(Stored dataset items)
----
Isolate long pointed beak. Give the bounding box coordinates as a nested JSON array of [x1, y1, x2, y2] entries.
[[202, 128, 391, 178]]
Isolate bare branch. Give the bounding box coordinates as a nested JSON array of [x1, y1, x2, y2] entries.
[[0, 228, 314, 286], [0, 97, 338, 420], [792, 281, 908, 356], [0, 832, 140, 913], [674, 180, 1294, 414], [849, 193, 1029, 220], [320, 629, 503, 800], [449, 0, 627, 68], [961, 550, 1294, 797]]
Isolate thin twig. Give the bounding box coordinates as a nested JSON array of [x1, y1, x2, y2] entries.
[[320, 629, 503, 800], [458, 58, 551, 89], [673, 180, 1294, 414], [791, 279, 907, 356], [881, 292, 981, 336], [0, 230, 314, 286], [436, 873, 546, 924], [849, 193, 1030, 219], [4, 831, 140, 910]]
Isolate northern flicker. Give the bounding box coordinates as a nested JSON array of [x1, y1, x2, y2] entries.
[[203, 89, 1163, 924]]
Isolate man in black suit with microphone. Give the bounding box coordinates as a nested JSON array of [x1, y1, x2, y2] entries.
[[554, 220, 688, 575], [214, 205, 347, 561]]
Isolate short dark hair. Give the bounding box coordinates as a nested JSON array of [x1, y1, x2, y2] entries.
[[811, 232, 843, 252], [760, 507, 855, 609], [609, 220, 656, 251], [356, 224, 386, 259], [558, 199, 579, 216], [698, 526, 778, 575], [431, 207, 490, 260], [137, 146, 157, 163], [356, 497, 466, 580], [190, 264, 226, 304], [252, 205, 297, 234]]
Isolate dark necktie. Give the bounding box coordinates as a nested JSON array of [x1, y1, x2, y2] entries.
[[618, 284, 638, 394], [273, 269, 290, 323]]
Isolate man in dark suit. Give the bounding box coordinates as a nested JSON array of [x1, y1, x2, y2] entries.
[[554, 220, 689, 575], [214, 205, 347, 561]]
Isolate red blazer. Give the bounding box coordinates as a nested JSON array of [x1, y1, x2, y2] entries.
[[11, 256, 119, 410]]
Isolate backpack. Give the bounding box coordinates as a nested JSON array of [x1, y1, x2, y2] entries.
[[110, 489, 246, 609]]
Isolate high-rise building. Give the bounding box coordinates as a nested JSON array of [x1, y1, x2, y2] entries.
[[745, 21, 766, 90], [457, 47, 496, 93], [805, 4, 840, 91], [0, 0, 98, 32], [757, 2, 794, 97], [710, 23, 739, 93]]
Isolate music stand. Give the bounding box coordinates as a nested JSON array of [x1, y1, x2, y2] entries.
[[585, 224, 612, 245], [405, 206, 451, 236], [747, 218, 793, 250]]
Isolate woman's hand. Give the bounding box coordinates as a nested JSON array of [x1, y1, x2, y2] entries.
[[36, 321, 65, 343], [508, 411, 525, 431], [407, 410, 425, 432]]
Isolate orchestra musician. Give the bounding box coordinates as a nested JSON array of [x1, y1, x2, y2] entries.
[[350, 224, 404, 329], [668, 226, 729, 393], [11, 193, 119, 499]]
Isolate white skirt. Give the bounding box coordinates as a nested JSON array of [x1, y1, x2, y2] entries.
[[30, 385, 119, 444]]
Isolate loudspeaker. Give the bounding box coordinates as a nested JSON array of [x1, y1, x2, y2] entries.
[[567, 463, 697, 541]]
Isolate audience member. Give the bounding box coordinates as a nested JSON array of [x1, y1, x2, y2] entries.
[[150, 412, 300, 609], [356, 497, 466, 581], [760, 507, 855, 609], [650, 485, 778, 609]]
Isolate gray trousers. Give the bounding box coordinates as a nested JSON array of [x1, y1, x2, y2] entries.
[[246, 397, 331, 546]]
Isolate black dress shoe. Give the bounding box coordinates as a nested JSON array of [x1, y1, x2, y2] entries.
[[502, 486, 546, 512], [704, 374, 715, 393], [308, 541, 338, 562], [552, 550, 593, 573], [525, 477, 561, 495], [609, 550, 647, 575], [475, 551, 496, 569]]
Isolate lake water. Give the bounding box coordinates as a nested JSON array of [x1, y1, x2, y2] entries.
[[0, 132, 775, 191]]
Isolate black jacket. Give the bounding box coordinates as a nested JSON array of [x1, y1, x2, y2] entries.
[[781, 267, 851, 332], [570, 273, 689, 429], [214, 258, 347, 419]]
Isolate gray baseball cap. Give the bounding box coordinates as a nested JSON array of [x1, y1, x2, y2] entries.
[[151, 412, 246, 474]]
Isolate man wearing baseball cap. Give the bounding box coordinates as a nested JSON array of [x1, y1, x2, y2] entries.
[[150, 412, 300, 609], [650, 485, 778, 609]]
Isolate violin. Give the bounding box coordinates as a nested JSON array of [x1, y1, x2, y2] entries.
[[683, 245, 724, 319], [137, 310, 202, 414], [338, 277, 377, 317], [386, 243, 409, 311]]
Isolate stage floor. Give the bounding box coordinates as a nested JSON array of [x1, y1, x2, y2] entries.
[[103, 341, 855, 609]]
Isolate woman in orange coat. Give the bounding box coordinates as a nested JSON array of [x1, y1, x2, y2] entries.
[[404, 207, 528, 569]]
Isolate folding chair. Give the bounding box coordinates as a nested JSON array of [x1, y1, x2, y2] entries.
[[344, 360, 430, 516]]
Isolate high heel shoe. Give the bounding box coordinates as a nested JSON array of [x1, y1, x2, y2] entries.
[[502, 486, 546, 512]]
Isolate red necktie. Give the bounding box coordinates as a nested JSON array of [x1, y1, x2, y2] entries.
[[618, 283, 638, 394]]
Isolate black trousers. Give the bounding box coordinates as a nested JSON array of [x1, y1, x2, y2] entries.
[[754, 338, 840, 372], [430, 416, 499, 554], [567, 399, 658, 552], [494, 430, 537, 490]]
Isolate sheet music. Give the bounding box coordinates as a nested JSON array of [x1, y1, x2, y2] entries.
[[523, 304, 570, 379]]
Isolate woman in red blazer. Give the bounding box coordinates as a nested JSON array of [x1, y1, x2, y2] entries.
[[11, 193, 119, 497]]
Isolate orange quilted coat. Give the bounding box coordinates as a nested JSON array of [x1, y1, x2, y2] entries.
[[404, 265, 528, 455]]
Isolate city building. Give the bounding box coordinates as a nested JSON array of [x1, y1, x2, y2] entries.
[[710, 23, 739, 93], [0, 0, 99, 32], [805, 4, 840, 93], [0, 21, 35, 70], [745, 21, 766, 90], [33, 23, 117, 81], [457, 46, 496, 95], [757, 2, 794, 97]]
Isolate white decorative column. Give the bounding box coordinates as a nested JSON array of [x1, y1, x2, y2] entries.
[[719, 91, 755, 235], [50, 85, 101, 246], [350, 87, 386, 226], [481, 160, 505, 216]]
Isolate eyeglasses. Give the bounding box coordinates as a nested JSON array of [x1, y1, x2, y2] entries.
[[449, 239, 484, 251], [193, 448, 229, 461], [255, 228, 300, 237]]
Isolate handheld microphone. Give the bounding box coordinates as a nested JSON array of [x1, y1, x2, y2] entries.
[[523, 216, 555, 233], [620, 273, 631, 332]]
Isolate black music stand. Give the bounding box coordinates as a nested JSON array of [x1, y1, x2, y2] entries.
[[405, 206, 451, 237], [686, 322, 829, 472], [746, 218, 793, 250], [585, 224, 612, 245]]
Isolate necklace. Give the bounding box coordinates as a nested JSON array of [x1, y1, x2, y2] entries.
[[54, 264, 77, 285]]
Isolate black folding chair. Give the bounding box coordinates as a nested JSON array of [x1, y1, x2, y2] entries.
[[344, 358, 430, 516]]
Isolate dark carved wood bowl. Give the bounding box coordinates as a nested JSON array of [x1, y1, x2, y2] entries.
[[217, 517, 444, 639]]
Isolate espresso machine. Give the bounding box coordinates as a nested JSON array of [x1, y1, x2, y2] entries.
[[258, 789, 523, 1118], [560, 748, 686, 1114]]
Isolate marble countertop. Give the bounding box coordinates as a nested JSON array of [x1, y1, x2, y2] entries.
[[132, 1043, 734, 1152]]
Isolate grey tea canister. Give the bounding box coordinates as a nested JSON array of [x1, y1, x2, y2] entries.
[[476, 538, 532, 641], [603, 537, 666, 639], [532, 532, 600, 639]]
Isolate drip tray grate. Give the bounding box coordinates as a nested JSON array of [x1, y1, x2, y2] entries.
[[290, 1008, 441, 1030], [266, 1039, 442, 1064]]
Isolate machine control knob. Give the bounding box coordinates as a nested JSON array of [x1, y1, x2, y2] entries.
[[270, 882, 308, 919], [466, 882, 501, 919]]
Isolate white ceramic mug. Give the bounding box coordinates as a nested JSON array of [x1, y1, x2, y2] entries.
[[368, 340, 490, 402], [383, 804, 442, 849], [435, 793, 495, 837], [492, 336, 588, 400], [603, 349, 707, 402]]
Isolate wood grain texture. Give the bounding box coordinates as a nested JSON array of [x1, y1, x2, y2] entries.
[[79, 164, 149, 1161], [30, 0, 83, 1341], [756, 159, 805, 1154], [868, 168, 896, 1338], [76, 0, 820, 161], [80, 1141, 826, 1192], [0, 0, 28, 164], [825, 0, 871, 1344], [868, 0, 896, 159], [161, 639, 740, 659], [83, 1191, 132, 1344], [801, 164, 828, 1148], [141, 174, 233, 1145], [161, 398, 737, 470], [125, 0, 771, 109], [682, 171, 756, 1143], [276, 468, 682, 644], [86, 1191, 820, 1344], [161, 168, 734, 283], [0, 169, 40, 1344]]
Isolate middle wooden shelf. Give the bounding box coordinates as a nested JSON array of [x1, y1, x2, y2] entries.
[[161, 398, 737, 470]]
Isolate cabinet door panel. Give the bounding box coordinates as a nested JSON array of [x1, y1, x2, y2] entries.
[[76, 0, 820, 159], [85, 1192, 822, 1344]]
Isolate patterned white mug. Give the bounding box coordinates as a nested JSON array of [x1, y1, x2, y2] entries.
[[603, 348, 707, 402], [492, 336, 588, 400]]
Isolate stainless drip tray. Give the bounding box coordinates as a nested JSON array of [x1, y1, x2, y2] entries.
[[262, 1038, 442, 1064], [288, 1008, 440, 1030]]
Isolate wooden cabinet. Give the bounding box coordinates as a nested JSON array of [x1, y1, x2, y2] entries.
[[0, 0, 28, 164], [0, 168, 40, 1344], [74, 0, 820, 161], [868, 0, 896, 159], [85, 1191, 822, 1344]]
----
Rewrite the rows from the first line of the rows through the line containing "550, 1294, 797]]", switching "bare branch" to "leafless branch" and keeping everything else the same.

Isolate long pointed beak. Give the bounding box coordinates as a nested JSON array of [x1, y1, x2, y2] entries.
[[202, 128, 391, 178]]
Isolate leafless branch. Give the bounding box coordinates as a nested JSON array of [x1, y1, x2, y2] entries.
[[0, 228, 314, 286], [0, 97, 338, 420], [792, 281, 908, 356], [0, 832, 140, 913], [674, 180, 1294, 414], [849, 193, 1029, 220], [320, 629, 503, 800], [449, 0, 627, 68], [961, 550, 1294, 797]]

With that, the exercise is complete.